La Californie a voté une loi qui limite les possibilités d’exclure les chauffeurs VTC du statut de salarié.
Dix ans à peine après le lancement de sa plateforme, la compagnie Uber voit un fondement économique majeur de son modèle d’activité sérieusement ébranlé par l’autorité de l’État même où elle a vu le jour.
La décision du législateur met-elle vraiment en danger l’avenir de l’entreprise Uber ?
Concerne-t-elle toute la Nouvelle Économie Numérique basée sur le modèle des Plateformes Multifaces ?

Le vent tourne contre la « gig economy »

Le désaveu californien

Le 10 août 2019, le Sénat californien approuvait à 72,5 % la proposition de loi AB5 (pour Assembly Bill 5 [1]) qui précise les cas permettant d’exclure du statut de salarié les transporteurs indépendants qui réalisent les transports commandés sur une plateforme numérique centrale (parmi lesquelles Uber, Deliveroo, ou encore Lyft et DoorDash moins connues des Français).

Les arguments de la sénatrice démocrate Maria Elena Durazo sont cinglants : « Aujourd’hui les entreprises de la gig economy se présentent comme les innovateurs de demain, un futur dans lequel ces entreprises ne paieraient pas de Sécurité Sociale ou le Medicare(…). Soyons clair : il n’y a rien d’innovant à sous-payer quelqu’un pour son travail» [2].

Ce désaveu d’un modèle économique à la base des plateformes mutifaces fait d’autant plus le buzz qu’il provient du territoire même de la Silicon Valley. Attendue depuis quelques semaines, cette proposition de loi n’a que confirmé et renforcé un point de vue déjà défendu par plusieurs décisions judiciaires américaines antérieures prises par la Cour Suprême californienne ou par l’État de New York en 2018.

Le terme de « Gig economy » a été choisi par la démocrate Elisabeth Warren, alors soutien de la campagne présidentielle d’Hilary Clinton en 2016. Ce terme désigne « l’économie du spectacle[3]» pour illustrer une vision idyllique de l’économie collaborative où chacun serait libre de travailler à son gré et selon ses contraintes [4]. Ce modèle propose la fin du salariat comme une sorte d’alternative à l’asservissement présumé de l’employé : plutôt que de dépendre d’un employeur unique, chacun occupera des emplois temporaires quand, où et comme il le souhaite, enchainant des tâches diverses et payées au coup par coup. Ellisabeth Warren accusait déjà Uber et autres VTC américains d’entretenir l’arnaque de la gig economy, un artifice grossier qui met en avant les valeurs de créativité, d’indépendance ou de flexibilité choisie pour, en réalité, décharger l’employeur de ses obligation envers ses employés.

# [CONSIGNE 1]
Répondez à ces questions d'après l'extrait sur la loi AB5 :
(a) À quelle date et avec quel pourcentage le Sénat californien a-t-il approuvé la proposition de loi AB5 ?
(b) Quelle sénatrice démocrate est citée pour ses arguments contre les entreprises de la gig economy ?
(c) Qui a choisi le terme de « gig economy » ?
# [CONSIGNE 2]
Reprenez l'extrait sur la loi AB5 à la suite de sa dernière phrase.

Enregistrements de données:

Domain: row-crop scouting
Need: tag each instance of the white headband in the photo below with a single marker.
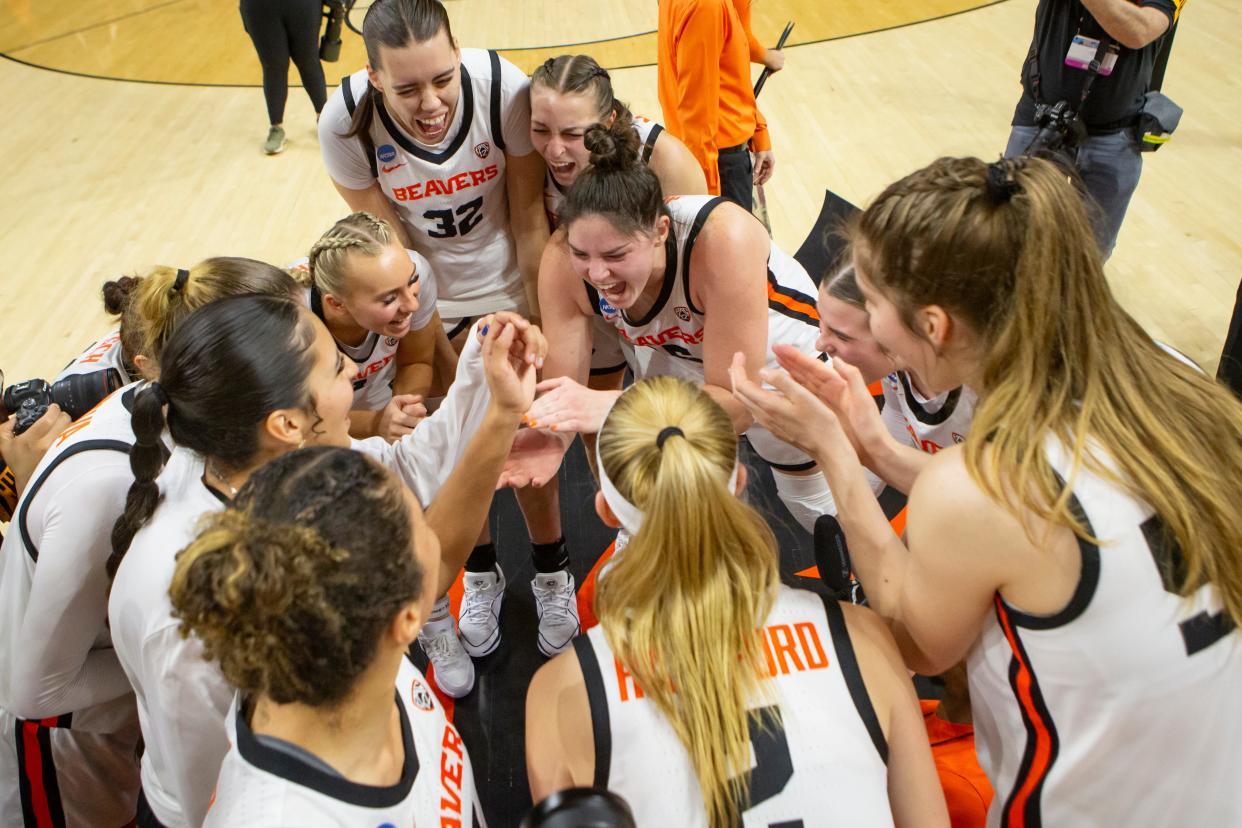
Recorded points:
(629, 514)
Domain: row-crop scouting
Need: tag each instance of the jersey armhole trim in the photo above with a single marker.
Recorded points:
(598, 702)
(696, 227)
(666, 289)
(1088, 580)
(32, 488)
(790, 302)
(852, 675)
(594, 298)
(648, 145)
(497, 124)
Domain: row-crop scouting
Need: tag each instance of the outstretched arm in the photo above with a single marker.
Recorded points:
(512, 353)
(1128, 22)
(524, 183)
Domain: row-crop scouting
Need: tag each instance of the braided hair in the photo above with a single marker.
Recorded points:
(581, 75)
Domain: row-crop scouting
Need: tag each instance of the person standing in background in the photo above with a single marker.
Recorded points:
(280, 30)
(704, 52)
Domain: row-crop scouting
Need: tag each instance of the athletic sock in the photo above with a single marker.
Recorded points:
(482, 559)
(550, 558)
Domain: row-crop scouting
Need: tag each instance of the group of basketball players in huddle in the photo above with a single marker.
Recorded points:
(222, 566)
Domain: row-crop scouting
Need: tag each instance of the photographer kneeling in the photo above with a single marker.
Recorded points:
(1061, 86)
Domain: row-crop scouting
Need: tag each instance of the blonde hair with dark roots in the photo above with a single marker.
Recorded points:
(681, 607)
(1017, 261)
(154, 309)
(292, 587)
(359, 232)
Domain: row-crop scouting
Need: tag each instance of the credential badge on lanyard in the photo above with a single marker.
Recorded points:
(1083, 50)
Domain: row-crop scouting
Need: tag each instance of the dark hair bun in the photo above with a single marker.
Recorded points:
(612, 148)
(117, 293)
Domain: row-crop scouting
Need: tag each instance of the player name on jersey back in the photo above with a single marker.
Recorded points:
(788, 648)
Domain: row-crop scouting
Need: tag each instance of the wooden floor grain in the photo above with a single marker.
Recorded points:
(108, 176)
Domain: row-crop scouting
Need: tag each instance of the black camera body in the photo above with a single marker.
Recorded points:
(1061, 129)
(27, 401)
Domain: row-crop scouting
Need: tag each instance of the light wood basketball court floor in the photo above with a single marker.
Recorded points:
(132, 138)
(132, 135)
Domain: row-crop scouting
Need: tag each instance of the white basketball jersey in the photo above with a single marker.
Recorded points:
(261, 785)
(668, 339)
(825, 765)
(76, 762)
(181, 697)
(103, 354)
(96, 447)
(375, 356)
(554, 194)
(451, 198)
(927, 423)
(1123, 708)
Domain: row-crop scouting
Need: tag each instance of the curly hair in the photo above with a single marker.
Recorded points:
(292, 587)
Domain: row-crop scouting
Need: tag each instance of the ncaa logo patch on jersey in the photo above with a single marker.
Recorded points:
(420, 695)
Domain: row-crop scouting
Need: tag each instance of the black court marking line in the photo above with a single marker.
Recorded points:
(524, 49)
(103, 22)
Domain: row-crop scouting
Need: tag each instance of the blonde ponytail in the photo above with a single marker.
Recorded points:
(1007, 247)
(682, 605)
(159, 303)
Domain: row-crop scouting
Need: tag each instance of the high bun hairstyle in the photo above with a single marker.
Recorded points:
(117, 302)
(616, 185)
(292, 587)
(581, 75)
(699, 576)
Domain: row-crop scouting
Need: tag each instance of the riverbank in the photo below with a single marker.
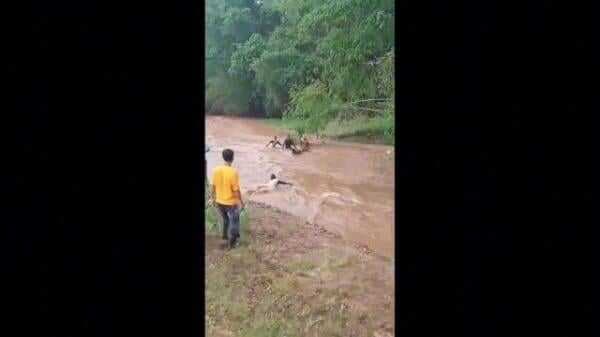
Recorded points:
(360, 130)
(289, 278)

# [CORRIGÉ 1]
(a) Le 10 août 2019, à 72,5 %.
(b) Maria Elena Durazo.
(c) La démocrate Elisabeth Warren.

# [CORRIGÉ 2]
L’attitude plus modérée du gouvernement français

L’analogie faite par les Américains à leur modèle des intermittents du spectacle est plutôt bien trouvée.
En France, peut-être parce que les intermittents bénéficient d’une couverture sociale plus élaborée, on préfère parler d’Ubérisation. Uber, modèle paroxystique de la nouvelle économie numérique, est montré du doigt sur trois flancs :

  • D’abord, bien sûr, par les chauffeurs de taxi qui ont vu leur position bousculée par un concurrent insaisissable, échappant aux règles conventionnelles qui protègent leur activité ;
  • Par l’État, surpris par les conséquences des désordres générés et, qui plus est, subissant une perte sèche sur les taxes prélevées ;
  • Par les chauffeurs de VTC eux-mêmes qui se mobilisent à leur tour contre la précarité de leur situation et par le contrôle unilatéral des règles de fonctionnement et de rétribution de leur activité.

Le combat judiciaire tourne également ici autour de la nature du contrat liant la plateforme qui identifie la demande de courses, administre les transactions et délègue la réalisation des transports aux chauffeurs.

  • Est-ce un contrat de travail, qui implique son lot d’obligations telles celle de salaire minimum, d’horaires contrôlés et des droits aux congés, de mise en œuvre d’une couverture sociale ?
  • Est-ce un contrat commercial liant Uber et un autoentrepreneur (la « Face chauffeur ») ? Les droits, les devoirs et la liberté d’entreprendre de ce dernier sont-ils alors respectés et protégés ?

Dans la même logique que celle des législateurs américains, un arrêt de notre Cour de cassation de novembre 2018 avait également reconnu l’existence d’un contrat de travail implicite liant chaque livreur à vélo et la plateforme multiface « Take Eat Easy ».

Cependant, le projet de Loi d’Orientation des Mobilités (LOM) propose une approche beaucoup plus modérée que celles défendues par les démocrates américains.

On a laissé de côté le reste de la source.